**Document excerpt:**
>>>>
This untamed wilderness called to us like sirens in the sea, we needed to see this state and all that inhabited it. The beauty of this trip would be getting my last two states in on the same vacation. We planned to drive the whole way up to Alaska taking the famous Alaskan Highway built during World War Two through Canada into Alaska. We set off and within two days’ time we were up in North Dakota ready to start our journey off right. We crossed over into Canada and were met with an immediate loss of cell service despite emergency calls. Canada was beautiful and the Canadians were all extremely nice as we met many along the road.
The Alaskan Highway was built during World War Two in fear that the Japanese would attack the west coast, specifically the islands around Alaska. The highway was made to transport goods easier to and from Alaska to the Lower 48. It was and still is basically dirt and gravel covered road spanning its way across the Canadian territories into Alaska.
Our first major stop in Alaska was in Fairbanks at a nice little private campground. We finally got to set up our new tent to use. The way up consisted of some hotel stays as well as sleeping in the back of the truck. I loved my comfy air mattress that trip and my cozy mummy style sleeping bag. In Fairbanks we explored the community and even drove to the college in the town around eleven o’clock at night and it was still sunny. The all the time daylight was very hard to adjust to. The campground offered a bus trip up the Dalton Highway to the Arctic Circle and I was lucky enough to cross the dotted line on a rug, walking across the Circle. The best part of Fairbanks was our neighbors, “The Wild Hogs”, super nice guys riding their motorcycles around the country, but sadly we had to leave and move on.
<<<<
**Exercise instructions:**
#1 Rewrite everything in the road trip account from "The Alaskan Highway" down to "territories into Alaska.", replacing "gravel" with "crushed stone".
#2 In the road trip account, where did the bus trip offered by the Fairbanks campground go?

Natural language region descriptions:
>>>>
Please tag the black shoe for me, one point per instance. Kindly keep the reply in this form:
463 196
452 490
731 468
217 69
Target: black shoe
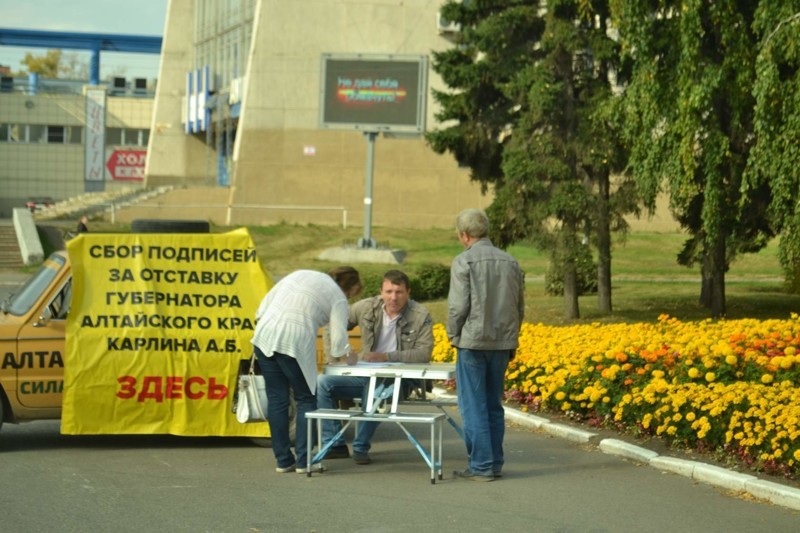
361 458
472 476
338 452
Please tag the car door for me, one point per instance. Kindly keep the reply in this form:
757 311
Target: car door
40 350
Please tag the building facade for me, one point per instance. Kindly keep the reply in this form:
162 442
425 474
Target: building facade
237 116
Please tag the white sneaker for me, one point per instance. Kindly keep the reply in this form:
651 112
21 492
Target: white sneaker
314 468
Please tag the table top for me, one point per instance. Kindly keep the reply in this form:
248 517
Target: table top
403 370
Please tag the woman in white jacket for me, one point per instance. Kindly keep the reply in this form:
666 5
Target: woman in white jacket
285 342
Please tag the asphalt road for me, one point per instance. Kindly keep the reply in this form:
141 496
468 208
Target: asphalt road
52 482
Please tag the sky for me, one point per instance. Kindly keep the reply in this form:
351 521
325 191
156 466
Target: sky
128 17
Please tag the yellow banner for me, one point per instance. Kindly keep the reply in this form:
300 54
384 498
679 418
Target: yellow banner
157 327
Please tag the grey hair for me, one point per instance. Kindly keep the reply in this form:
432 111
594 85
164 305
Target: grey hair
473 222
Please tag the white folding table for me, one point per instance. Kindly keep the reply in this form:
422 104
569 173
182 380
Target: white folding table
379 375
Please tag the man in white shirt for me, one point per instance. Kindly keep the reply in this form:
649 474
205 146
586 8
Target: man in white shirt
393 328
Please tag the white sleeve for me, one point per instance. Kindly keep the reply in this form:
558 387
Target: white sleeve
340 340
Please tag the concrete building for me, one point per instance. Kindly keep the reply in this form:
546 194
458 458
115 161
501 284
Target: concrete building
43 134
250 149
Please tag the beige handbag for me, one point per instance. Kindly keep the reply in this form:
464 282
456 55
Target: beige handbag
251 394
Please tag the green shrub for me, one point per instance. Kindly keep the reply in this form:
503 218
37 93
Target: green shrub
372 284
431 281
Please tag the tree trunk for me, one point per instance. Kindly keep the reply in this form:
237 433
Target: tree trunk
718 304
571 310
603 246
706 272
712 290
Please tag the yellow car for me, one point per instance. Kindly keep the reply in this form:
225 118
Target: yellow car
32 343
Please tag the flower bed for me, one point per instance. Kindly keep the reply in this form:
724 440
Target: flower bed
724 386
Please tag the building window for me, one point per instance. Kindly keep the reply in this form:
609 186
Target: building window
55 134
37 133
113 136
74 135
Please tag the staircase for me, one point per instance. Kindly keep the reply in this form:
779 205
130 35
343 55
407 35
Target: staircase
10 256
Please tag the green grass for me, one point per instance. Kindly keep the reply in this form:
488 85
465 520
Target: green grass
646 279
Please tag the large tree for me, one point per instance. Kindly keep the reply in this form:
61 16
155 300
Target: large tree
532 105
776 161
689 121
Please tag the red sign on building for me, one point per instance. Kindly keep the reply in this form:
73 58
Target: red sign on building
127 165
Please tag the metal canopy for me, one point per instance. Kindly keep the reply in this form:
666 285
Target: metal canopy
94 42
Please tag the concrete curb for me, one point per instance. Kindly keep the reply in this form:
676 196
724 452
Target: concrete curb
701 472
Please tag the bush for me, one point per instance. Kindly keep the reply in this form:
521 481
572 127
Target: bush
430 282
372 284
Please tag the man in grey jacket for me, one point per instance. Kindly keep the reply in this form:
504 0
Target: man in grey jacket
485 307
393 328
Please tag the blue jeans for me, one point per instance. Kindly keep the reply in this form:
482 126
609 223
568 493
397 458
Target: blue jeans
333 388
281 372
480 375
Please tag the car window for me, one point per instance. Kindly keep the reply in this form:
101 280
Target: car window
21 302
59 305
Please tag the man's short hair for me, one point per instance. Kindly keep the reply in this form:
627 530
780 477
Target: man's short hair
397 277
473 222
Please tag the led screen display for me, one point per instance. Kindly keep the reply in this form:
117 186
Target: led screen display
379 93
<<<<
>>>>
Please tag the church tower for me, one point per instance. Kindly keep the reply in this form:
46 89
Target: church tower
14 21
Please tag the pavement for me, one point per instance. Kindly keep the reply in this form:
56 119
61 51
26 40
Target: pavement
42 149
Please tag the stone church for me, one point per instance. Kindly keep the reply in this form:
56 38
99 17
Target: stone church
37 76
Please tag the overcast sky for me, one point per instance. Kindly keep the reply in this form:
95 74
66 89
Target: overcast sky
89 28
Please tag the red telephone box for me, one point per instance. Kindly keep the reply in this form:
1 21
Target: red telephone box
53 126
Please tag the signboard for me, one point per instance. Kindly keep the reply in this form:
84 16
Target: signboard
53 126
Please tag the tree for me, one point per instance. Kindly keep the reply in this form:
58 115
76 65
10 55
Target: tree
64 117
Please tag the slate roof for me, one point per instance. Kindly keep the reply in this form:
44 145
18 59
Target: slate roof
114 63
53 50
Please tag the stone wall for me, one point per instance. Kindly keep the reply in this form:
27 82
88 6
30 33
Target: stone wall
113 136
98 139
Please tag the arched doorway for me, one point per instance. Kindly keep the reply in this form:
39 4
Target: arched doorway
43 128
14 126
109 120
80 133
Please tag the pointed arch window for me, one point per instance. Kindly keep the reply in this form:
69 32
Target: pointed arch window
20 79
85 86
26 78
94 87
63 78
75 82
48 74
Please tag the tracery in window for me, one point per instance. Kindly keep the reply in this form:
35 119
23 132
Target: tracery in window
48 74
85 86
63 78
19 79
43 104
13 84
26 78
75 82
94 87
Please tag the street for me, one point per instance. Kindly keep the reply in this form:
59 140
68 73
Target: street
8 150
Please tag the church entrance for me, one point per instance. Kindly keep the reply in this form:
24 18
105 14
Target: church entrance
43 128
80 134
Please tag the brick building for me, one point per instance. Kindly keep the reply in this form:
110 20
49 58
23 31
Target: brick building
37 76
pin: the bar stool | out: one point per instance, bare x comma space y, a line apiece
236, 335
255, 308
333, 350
<<<<
>>>>
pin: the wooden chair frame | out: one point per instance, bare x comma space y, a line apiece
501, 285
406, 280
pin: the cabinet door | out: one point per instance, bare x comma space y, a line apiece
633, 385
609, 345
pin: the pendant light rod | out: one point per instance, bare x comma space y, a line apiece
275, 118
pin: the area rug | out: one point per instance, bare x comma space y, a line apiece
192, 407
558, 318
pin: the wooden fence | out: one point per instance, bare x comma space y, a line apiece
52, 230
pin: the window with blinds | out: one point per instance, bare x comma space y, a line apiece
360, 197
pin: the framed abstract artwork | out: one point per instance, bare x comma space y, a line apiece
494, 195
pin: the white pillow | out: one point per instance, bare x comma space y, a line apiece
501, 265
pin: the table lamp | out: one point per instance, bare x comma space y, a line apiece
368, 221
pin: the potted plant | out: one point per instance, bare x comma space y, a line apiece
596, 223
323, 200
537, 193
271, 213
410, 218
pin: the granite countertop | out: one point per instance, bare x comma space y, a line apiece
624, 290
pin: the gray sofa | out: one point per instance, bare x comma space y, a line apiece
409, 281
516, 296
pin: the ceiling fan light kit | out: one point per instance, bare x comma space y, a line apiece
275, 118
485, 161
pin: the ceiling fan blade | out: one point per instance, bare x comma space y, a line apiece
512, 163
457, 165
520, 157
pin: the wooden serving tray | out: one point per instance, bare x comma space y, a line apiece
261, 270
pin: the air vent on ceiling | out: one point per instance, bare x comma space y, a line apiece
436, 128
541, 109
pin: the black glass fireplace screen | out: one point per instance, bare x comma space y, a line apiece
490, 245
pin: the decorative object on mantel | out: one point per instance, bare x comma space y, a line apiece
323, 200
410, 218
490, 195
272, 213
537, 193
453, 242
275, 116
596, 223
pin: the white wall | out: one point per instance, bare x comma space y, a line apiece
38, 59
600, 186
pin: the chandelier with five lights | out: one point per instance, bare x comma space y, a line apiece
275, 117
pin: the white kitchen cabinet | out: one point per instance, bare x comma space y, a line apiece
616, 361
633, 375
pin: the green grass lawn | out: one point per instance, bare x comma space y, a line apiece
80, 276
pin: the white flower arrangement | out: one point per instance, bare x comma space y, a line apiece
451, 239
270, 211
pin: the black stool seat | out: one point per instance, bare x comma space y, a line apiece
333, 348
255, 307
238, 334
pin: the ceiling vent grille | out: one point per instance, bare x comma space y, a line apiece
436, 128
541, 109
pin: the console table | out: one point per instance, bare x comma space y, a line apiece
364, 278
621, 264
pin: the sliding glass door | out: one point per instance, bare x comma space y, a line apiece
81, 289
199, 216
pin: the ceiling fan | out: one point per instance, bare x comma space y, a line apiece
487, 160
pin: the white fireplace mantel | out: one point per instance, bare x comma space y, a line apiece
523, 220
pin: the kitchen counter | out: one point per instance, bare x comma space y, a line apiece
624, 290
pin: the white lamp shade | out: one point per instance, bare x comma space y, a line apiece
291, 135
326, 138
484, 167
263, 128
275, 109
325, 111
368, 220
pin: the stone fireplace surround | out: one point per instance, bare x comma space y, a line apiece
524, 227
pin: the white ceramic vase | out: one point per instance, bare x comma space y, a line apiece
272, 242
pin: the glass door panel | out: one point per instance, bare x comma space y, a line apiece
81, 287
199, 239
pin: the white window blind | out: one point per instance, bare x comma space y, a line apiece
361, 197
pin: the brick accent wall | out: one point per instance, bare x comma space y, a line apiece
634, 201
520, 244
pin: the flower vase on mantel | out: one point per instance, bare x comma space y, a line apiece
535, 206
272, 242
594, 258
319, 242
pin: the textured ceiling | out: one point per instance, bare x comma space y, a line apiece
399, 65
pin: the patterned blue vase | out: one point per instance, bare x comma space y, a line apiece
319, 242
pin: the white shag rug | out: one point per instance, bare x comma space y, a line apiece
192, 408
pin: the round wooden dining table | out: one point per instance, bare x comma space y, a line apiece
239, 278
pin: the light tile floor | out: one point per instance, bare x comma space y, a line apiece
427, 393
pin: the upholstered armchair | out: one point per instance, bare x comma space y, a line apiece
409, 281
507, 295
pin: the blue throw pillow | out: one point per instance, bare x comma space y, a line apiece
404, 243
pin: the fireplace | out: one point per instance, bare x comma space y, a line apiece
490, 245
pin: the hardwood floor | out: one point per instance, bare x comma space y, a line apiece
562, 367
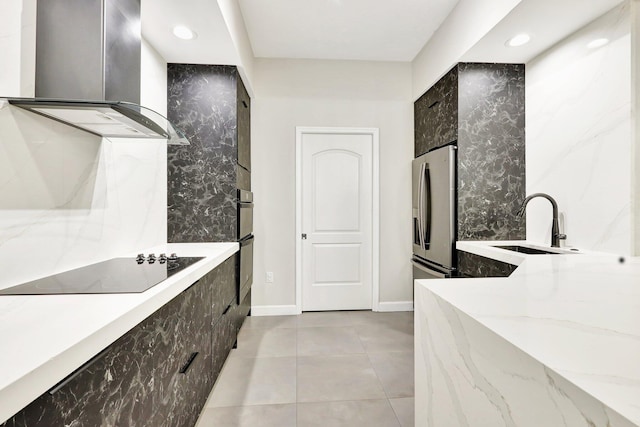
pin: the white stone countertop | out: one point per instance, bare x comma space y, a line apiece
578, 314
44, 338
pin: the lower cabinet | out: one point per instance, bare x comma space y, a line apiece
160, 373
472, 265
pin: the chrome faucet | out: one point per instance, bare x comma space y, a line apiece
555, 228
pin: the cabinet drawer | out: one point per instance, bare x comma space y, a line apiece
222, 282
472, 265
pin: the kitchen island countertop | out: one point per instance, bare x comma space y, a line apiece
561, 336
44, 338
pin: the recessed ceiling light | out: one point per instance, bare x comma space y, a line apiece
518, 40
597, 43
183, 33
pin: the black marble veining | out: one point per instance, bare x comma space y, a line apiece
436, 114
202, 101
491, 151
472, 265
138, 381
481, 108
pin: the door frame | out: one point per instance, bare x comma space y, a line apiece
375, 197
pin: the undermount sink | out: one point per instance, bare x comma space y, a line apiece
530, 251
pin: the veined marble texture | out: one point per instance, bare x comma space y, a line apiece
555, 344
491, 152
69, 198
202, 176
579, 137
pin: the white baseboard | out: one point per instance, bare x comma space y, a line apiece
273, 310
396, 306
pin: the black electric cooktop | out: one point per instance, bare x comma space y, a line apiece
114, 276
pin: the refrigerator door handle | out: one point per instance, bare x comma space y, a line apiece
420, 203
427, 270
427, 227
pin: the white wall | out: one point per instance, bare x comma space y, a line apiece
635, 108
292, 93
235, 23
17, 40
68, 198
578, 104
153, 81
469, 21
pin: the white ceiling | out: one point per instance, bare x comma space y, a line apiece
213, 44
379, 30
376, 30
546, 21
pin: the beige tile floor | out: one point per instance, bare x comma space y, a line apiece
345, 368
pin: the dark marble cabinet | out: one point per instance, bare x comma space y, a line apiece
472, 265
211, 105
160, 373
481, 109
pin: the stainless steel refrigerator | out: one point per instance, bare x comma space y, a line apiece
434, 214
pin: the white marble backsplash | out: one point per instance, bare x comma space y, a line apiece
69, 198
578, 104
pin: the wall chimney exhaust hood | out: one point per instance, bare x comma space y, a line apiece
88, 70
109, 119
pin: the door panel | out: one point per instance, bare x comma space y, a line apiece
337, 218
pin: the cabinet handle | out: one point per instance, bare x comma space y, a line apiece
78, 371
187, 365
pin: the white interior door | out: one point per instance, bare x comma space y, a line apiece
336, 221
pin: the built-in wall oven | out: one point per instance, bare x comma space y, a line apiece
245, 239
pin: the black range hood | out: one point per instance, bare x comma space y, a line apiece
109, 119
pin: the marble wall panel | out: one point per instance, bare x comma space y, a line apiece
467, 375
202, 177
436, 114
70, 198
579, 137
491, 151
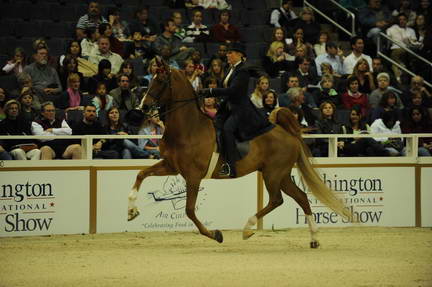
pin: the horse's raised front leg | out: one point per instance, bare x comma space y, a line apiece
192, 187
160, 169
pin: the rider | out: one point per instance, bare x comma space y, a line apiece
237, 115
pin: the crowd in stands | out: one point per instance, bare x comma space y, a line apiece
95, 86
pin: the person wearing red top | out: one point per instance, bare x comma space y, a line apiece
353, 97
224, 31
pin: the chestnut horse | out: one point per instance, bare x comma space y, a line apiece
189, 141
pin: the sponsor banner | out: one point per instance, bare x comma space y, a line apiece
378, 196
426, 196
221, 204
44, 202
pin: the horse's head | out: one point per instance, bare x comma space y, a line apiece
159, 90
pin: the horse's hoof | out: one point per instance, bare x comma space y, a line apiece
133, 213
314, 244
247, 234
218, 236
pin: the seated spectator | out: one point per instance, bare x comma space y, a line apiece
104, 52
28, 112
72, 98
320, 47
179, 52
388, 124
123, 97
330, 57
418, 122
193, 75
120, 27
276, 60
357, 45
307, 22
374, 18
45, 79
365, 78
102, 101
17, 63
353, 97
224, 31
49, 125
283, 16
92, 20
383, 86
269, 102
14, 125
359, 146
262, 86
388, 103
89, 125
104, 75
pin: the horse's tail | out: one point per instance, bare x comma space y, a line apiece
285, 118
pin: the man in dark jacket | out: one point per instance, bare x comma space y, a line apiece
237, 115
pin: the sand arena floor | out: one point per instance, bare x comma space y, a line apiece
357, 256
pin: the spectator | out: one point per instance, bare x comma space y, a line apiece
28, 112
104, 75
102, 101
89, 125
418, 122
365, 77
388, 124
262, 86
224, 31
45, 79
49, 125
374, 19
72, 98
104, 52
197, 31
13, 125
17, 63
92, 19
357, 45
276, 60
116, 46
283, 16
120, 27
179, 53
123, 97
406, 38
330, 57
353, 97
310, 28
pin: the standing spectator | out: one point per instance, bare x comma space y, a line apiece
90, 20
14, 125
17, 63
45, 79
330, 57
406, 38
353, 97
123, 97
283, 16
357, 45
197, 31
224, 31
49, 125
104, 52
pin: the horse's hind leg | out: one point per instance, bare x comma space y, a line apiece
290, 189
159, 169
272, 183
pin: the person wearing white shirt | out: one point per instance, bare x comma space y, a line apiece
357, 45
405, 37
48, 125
<<<<
**Responses for each task:**
#1
The Alaskan Highway was built during World War Two in fear that the Japanese would attack the west coast, specifically the islands around Alaska. The highway was made to transport goods easier to and from Alaska to the Lower 48. It was and still is basically dirt and crushed stone covered road spanning its way across the Canadian territories into Alaska.

#2 It went up the Dalton Highway to the Arctic Circle.